Repeat each entry below exactly as it stands.

_Records provided_
"""

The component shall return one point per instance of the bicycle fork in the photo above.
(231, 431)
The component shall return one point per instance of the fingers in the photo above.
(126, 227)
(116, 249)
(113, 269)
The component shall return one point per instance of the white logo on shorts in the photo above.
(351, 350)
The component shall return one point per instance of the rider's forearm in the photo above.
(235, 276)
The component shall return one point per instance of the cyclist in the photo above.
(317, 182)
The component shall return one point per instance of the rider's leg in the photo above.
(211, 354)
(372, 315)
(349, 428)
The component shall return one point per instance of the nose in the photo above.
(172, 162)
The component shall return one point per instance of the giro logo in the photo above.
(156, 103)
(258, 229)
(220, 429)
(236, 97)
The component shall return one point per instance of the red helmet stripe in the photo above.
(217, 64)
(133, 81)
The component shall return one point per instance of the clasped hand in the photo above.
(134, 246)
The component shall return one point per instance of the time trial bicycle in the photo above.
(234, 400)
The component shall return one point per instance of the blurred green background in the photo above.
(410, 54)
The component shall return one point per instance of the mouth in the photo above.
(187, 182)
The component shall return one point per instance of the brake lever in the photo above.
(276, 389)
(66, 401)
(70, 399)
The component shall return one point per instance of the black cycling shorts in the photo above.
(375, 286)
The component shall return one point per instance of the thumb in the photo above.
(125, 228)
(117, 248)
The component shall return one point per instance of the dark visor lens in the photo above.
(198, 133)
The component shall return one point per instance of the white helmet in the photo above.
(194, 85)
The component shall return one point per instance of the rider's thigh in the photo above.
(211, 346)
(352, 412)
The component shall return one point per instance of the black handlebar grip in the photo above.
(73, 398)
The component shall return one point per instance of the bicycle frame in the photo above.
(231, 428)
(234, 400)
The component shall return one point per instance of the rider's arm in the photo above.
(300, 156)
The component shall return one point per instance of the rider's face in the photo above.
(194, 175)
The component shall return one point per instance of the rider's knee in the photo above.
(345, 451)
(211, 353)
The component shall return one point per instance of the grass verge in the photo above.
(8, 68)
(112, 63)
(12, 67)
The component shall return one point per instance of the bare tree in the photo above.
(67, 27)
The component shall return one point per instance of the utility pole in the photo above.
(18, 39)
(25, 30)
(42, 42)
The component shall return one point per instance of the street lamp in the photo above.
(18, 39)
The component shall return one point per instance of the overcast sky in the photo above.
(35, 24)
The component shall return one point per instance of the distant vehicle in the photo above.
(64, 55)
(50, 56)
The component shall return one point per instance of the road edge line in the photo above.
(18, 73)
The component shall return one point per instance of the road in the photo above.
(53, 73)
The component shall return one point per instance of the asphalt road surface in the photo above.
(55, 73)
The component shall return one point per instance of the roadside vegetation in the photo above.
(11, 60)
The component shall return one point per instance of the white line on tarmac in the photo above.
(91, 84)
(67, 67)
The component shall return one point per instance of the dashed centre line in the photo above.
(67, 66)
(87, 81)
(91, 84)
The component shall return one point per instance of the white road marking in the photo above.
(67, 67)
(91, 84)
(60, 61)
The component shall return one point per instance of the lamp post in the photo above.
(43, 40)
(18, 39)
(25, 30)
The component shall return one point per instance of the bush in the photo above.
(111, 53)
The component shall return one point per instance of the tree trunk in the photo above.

"""

_Reply_
The component shall return one point per instance of the bicycle fork in the photo above.
(231, 431)
The component shall return one point per instance of the fingers in the photo above.
(126, 227)
(116, 249)
(113, 269)
The component shall return one point per instance of the white logo on shorts in the photo above.
(351, 350)
The component shall return one point per instance of the rider's forearm in the photo above.
(235, 276)
The component shall return one point per instance of the cyclist in the photo above.
(317, 182)
The component shall return one point per instance of the rider's leg in the photo above.
(211, 354)
(372, 315)
(349, 428)
The component shall return one point per instance of the nose in the photo above.
(172, 162)
The component shall return one point per instance of the giro logo in the photo above.
(156, 103)
(258, 229)
(220, 429)
(236, 97)
The component shall return one point per instance of the red helmet stripe in the photo above.
(217, 64)
(133, 81)
The component shall return one point per instance of the clasped hand in the photo above.
(134, 246)
The component shall return one point per instance of the time trial bicycle in the photo above.
(234, 400)
The component shall return one point per instance of the blurred green background in the photo above.
(410, 54)
The component shall return one point per instance of the mouth in the photo above.
(187, 182)
The component shall return one point per instance of the brake lever in the photo above.
(276, 389)
(66, 401)
(70, 399)
The component shall return one point per instance of the black cycling shorts in the photo above.
(375, 286)
The component shall return one point per instance of the thumb in the photo above.
(125, 228)
(117, 248)
The component shall return one point per instance of the dark visor lens in the photo above.
(198, 133)
The component shall return one point per instance of the white helmet in the photo above.
(194, 85)
The component shall return one point per instance of the rider's thigh in the photo above.
(211, 346)
(352, 412)
The component shall return one point per instance of the black handlebar grip in the photo above.
(73, 398)
The component shall return one point per instance of the bicycle frame in the photo above.
(231, 428)
(234, 400)
The component shall return one point per instance of the rider's arm in the photo above.
(300, 156)
The component shall return one point per instance of the rider's face in the photo above.
(194, 175)
The component shall return one point per instance of the rider's knee in the photo above.
(345, 451)
(211, 353)
The component shall return one point per instance of the grass verge in the photo above.
(8, 68)
(112, 63)
(12, 67)
The component shall return one point per instance of the bare tree in the photo above.
(67, 27)
The component shall return one point per instance of the utility pole in the photo above.
(18, 39)
(25, 30)
(42, 42)
The component shall return one point per instance of the street lamp in the photo above.
(18, 39)
The component shall return one point per instance of the overcast sky in the photo above.
(35, 24)
The component shall return one point per instance of the distant vehicle in the photo above.
(64, 55)
(50, 56)
The component shall return one point per instance of the road edge line in the photo above.
(18, 73)
The component shall return one point per instance of the road in the photo above.
(53, 73)
The component shall return one point per instance of the asphalt road surface in the photo above.
(55, 73)
The component shall return one point per instance of the roadside vegetation in the photo above.
(11, 60)
The component shall return one point per instance of the white line on tarmac in the photo above.
(91, 84)
(67, 67)
The component shall return one point per instance of the dashed centre line in the photo above.
(67, 66)
(87, 81)
(91, 84)
The component shall return one point per instance of the white road marking in the photo above.
(67, 67)
(91, 84)
(60, 61)
The component shall return one point per instance of the lamp post in the photo above.
(43, 40)
(18, 39)
(25, 30)
The component shall return one point per instance of the bush in the photo above.
(111, 53)
The component shall return one point per instance of the tree trunk in the photo above.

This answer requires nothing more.